• Tasks and exercises:
• A. In the slides on updating a live OpenStack cloud, what was still running while the Neutron agents were down?
• B. Repeat the part of the OpenStack update slides from "network_id <-> network" up to and including "to shutdown cleanly!".

Updating a live OpenStack cloud

jistr, marios, gfidente

Talk Overview

DB schemas and AMQP messaging (RPC) can change
Upgrade controllers in parallel
- DB schema must match service expectations
- Cloud management downtime
Upgrade computes serially (in batches)
- No direct DB connection, RPC pinning
Service-by-service upgrade is a possibility too

DB schemas do not change, AMQP messaging does not change or is backwards compatible
Challenge is in uptime expectations
Rolling updates on the controllers (node-by-node)
- Some services rely on Pacemaker for proper leaving/rejoining the cluster
“Normal” package update on the computes

From the Manager node
- openstack overcloud update stack overcloud -i --templates -e overcloud-resource-registry-puppet.yaml -e …
Sets pre-update hook on each node – heat native feature.
Also sets the UpdateIdentifier. Need the update to proceed one node at a time.

On one controller at a time, (breakpoints mainly for this).
Matching pre/post update environments (example the neutron pacemaker constraints).
Stop the cluster on that controller, maintenance mode
Yum update
Rejoin the cluster

This is delivered as the config property for a SoftwareDeployment (Heat).
Checks the update_identifier first
- echo "Not running due to unset update_identifier"
Contains the update logic, pacemaker, yum update

Nothing, in four different ways!

We don't want a new network, we're just calling it (by) name

network_id <-> network (name) mapping

Heat developers helped, we had to backport the fix into the stable branch

How come Pacemaker is failing to failover the services?

Services fail to stop

HA people helped, we needed to fix the constraints to shutdown cleanly!

Why is that IP still on the node we supposedly killed?

Neutron agents were down but keepalived was still running

Neutron developers helped, newer version wasn't affected

UPDATE_COMPLETE, scaling fails though!

Luckily there is people testing this all

• Entries:
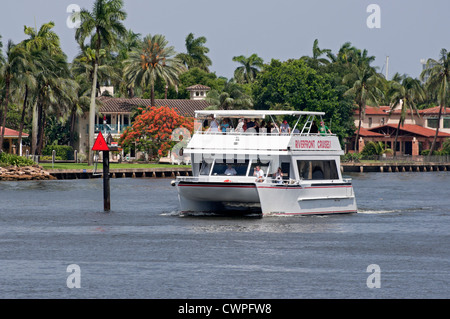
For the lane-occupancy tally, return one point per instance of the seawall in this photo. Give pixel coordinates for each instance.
(12, 173)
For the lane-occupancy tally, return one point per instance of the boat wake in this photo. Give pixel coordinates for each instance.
(362, 211)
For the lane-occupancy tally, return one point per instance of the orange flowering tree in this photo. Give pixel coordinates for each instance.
(152, 130)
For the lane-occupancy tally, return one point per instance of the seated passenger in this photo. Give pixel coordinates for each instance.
(225, 126)
(278, 176)
(259, 173)
(230, 171)
(240, 126)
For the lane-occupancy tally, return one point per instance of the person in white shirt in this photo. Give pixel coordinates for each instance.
(285, 128)
(214, 126)
(230, 170)
(259, 173)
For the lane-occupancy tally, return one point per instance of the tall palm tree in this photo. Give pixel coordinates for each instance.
(103, 25)
(249, 69)
(155, 60)
(315, 60)
(15, 63)
(196, 53)
(41, 41)
(438, 72)
(406, 94)
(56, 91)
(364, 83)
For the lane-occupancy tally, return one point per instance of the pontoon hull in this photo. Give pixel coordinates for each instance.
(273, 199)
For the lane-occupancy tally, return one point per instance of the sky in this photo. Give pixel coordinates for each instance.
(406, 31)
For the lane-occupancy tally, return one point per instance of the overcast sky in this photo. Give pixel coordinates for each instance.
(409, 31)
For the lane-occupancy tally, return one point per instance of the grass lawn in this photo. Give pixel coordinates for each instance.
(48, 166)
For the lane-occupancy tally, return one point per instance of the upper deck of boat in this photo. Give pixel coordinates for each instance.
(237, 141)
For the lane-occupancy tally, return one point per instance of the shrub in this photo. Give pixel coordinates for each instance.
(373, 148)
(65, 152)
(15, 160)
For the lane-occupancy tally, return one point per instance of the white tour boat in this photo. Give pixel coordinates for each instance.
(224, 167)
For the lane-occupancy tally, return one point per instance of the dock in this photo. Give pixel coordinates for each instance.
(171, 172)
(175, 171)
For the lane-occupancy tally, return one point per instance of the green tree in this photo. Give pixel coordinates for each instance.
(15, 63)
(363, 82)
(56, 92)
(249, 69)
(406, 94)
(295, 85)
(438, 72)
(103, 25)
(195, 57)
(154, 60)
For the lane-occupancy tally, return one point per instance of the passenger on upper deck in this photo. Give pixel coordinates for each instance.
(285, 128)
(225, 126)
(323, 129)
(259, 173)
(214, 127)
(278, 175)
(230, 170)
(240, 126)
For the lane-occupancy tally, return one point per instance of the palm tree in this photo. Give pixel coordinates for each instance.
(315, 60)
(39, 43)
(406, 95)
(103, 25)
(56, 92)
(15, 63)
(438, 72)
(42, 39)
(196, 53)
(153, 61)
(249, 69)
(364, 86)
(231, 97)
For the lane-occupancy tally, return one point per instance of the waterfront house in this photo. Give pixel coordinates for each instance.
(416, 135)
(115, 114)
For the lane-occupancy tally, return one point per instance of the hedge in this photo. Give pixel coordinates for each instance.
(65, 152)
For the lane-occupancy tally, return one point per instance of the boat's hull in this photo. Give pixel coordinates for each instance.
(273, 199)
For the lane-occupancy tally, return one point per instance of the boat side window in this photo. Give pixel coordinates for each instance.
(205, 168)
(317, 169)
(285, 168)
(238, 167)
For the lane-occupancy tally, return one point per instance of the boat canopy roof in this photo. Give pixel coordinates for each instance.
(250, 113)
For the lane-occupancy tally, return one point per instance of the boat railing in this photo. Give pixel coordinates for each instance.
(237, 133)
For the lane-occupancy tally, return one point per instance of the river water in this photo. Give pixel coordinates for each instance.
(143, 248)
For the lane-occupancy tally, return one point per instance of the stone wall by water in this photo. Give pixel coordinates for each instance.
(14, 173)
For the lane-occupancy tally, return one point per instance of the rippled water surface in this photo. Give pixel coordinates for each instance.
(143, 248)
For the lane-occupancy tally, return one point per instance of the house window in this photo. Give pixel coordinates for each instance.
(432, 122)
(317, 169)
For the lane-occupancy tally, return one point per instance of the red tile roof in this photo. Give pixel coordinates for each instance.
(12, 133)
(367, 133)
(434, 111)
(373, 110)
(198, 87)
(415, 129)
(123, 105)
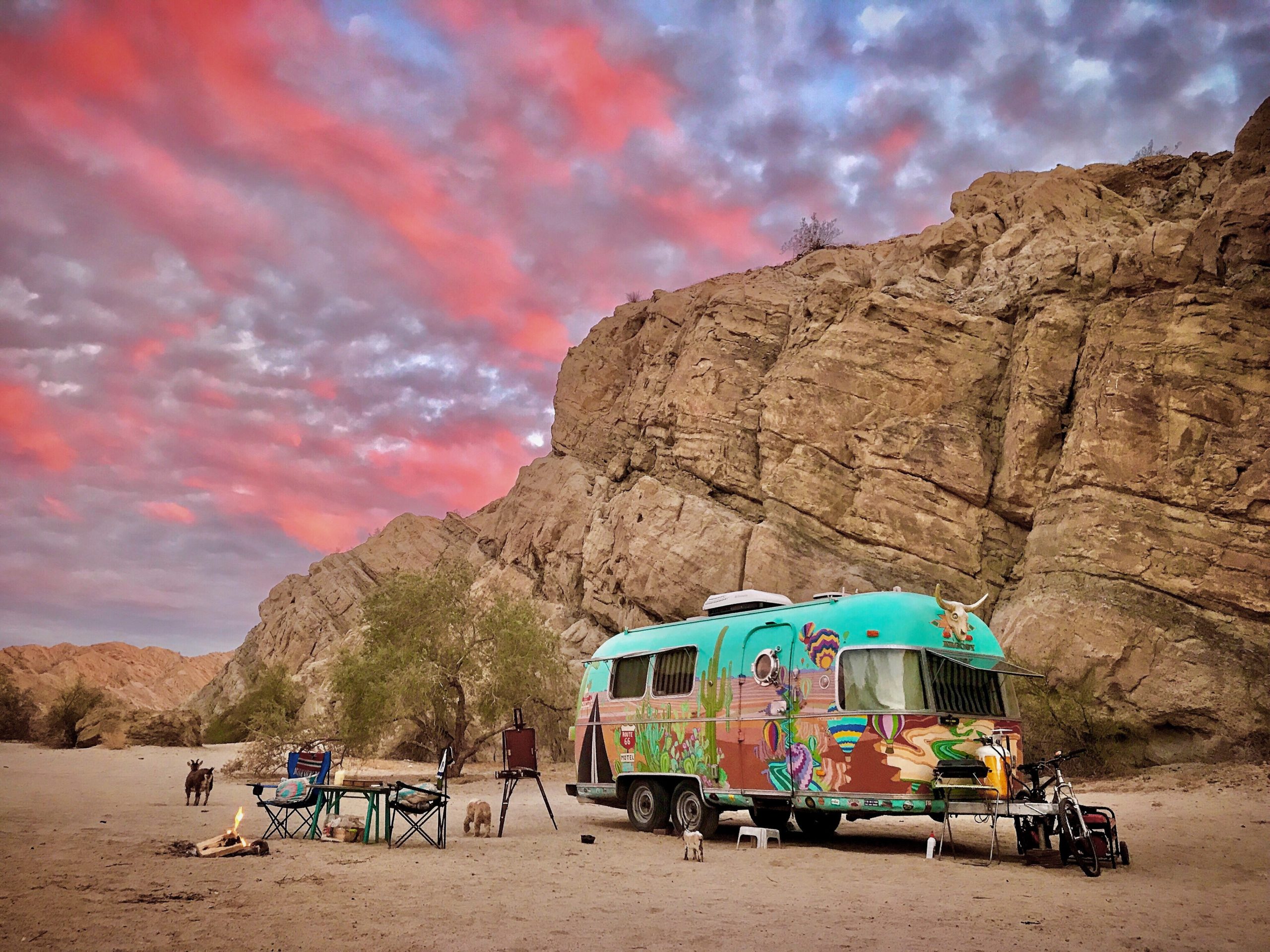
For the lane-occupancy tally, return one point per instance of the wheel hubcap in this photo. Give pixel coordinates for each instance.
(690, 812)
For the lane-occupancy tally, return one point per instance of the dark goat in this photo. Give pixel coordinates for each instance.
(198, 781)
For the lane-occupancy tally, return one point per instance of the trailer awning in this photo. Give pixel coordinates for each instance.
(986, 664)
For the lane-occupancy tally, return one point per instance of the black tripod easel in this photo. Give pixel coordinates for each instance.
(520, 763)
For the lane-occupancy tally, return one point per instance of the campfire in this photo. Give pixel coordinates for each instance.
(230, 843)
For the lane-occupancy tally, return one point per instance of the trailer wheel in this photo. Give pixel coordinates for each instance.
(772, 818)
(689, 812)
(648, 806)
(817, 824)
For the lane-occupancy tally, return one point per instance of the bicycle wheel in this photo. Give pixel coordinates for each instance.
(1026, 834)
(1075, 838)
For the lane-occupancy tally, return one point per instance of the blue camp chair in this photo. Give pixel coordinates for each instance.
(293, 818)
(418, 803)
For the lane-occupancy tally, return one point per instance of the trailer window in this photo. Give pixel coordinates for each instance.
(631, 677)
(881, 679)
(963, 690)
(674, 672)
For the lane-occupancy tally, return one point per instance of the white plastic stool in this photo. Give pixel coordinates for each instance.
(760, 835)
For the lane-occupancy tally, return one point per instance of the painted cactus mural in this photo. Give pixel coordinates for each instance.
(714, 699)
(661, 749)
(801, 769)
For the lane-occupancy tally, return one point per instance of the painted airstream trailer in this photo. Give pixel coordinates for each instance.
(841, 706)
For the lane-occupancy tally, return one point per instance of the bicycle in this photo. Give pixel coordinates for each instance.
(1075, 841)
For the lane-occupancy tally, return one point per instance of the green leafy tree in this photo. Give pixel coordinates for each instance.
(270, 706)
(448, 664)
(18, 710)
(67, 710)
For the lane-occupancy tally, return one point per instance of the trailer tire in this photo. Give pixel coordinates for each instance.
(648, 806)
(817, 824)
(689, 812)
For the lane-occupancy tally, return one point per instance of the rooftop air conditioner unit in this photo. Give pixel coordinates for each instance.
(745, 601)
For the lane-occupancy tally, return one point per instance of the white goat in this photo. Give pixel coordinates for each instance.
(694, 846)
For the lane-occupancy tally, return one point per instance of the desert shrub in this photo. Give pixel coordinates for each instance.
(440, 664)
(1065, 716)
(18, 711)
(67, 710)
(812, 235)
(1150, 150)
(270, 706)
(266, 754)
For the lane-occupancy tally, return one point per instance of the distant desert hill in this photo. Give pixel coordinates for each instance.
(151, 678)
(1058, 398)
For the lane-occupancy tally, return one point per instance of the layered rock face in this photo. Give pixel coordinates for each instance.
(149, 678)
(1058, 397)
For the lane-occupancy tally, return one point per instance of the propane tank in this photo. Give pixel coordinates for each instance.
(995, 757)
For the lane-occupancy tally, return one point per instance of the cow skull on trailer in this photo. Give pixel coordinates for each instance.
(956, 615)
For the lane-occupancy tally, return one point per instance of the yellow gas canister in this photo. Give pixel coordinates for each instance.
(995, 760)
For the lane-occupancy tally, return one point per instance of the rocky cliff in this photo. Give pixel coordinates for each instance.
(1061, 397)
(150, 678)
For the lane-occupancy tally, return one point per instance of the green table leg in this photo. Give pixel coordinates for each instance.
(373, 810)
(313, 824)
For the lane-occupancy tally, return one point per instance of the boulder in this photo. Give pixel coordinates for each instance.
(1060, 397)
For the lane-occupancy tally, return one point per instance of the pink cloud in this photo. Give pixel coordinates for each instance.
(168, 512)
(27, 433)
(51, 506)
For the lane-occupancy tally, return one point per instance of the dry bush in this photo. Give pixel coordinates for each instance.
(811, 237)
(266, 754)
(1066, 716)
(1150, 150)
(70, 708)
(18, 713)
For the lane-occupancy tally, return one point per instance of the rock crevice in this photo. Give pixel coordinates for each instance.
(1061, 395)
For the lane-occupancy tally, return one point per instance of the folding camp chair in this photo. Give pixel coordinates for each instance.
(520, 763)
(418, 804)
(293, 818)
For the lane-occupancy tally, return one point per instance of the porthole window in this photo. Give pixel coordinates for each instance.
(766, 667)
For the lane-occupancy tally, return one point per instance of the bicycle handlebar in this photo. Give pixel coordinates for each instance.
(1056, 760)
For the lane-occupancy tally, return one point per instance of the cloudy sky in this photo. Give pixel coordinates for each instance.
(275, 272)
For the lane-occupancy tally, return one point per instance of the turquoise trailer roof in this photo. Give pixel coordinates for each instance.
(905, 619)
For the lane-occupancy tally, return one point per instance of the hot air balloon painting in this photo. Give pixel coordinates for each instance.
(846, 731)
(888, 728)
(822, 645)
(772, 740)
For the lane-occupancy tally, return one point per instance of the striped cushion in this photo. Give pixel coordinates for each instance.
(294, 789)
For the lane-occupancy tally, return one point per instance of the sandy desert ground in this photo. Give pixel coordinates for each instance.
(82, 837)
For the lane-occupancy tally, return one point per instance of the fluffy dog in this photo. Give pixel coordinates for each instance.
(478, 815)
(694, 846)
(198, 781)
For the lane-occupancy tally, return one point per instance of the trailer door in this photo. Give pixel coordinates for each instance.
(765, 709)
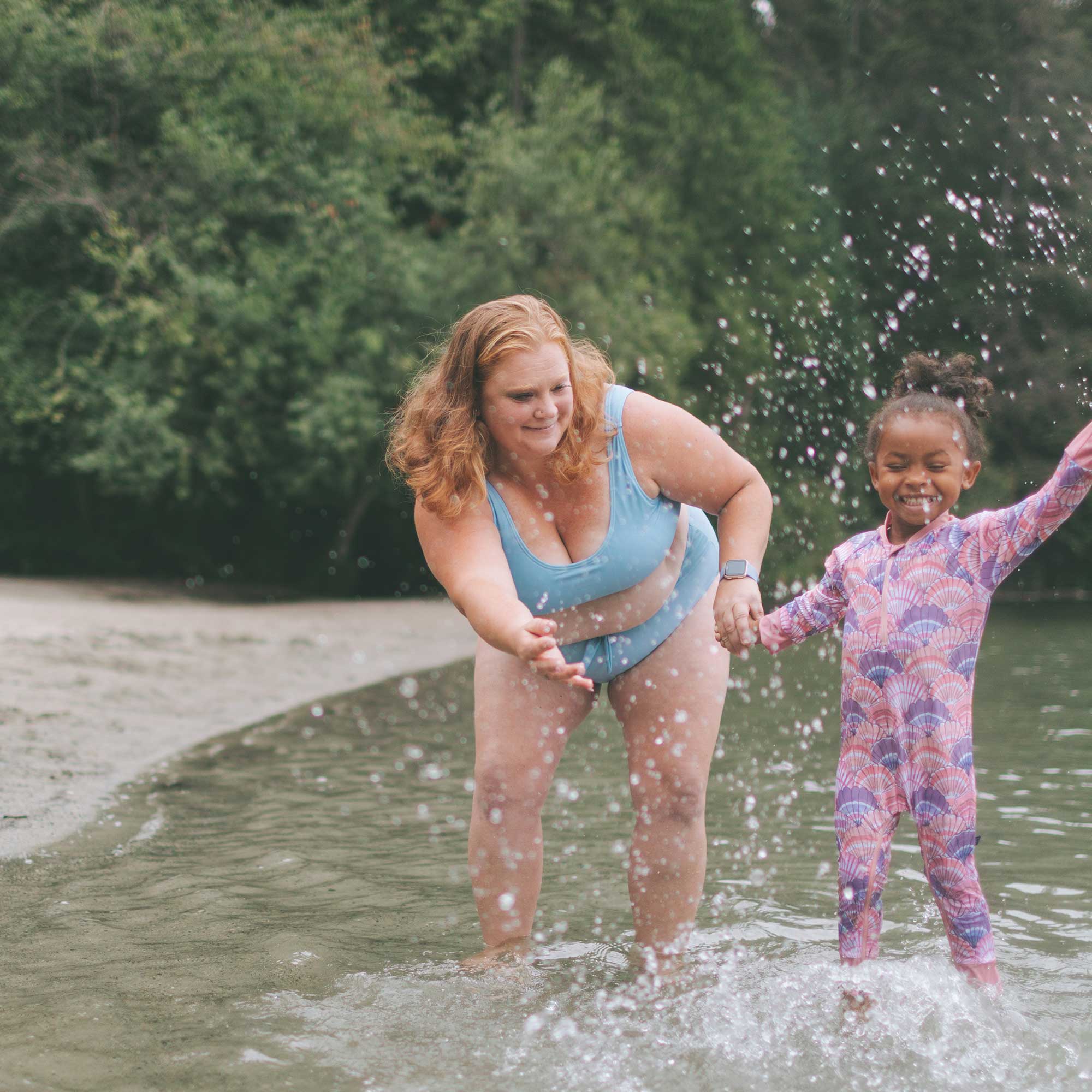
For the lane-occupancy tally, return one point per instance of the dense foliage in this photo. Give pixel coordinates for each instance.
(230, 232)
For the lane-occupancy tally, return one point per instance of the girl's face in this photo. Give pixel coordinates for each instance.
(527, 403)
(921, 469)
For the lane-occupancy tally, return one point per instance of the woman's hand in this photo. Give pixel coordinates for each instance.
(537, 647)
(738, 612)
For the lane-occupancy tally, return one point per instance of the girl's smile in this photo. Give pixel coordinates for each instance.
(920, 471)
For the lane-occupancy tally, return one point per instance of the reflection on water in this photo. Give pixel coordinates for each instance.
(287, 909)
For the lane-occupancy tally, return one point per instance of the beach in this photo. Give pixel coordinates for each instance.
(102, 681)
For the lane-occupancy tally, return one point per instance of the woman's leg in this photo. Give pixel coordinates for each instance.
(670, 706)
(521, 725)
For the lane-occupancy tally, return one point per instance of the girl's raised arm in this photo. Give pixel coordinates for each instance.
(1005, 538)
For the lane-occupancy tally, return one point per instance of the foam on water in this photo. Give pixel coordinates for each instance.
(585, 1019)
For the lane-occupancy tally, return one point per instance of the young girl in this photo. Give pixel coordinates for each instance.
(915, 596)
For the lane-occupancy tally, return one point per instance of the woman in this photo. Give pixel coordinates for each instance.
(555, 509)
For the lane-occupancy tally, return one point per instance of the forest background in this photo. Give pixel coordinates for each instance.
(230, 233)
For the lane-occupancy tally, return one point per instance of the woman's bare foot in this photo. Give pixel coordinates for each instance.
(515, 953)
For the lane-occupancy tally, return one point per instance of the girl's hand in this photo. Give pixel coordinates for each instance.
(738, 612)
(538, 648)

• Final results:
• A. keepalived

• B.
network_id <-> network (name) mapping

Heat developers helped, we had to backport the fix into the stable branch

How come Pacemaker is failing to failover the services?

Services fail to stop

HA people helped, we needed to fix the constraints to shutdown cleanly!